[Data extracted from a collection]

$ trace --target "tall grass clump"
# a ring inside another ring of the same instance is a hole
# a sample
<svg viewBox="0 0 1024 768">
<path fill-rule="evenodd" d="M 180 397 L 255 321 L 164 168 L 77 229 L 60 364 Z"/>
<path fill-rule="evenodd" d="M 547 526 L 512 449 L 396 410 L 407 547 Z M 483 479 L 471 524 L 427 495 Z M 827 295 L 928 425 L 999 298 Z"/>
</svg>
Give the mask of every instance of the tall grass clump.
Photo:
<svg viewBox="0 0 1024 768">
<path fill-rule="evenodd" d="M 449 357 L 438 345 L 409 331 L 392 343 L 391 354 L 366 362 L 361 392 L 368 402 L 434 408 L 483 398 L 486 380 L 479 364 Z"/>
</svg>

■ **Instructions to follow**: All lines above containing the string "instance" are to be collected.

■ **Answer to this problem**:
# a ring inside another ring of the same instance is a hole
Give the mask of every instance of the tall grass clump.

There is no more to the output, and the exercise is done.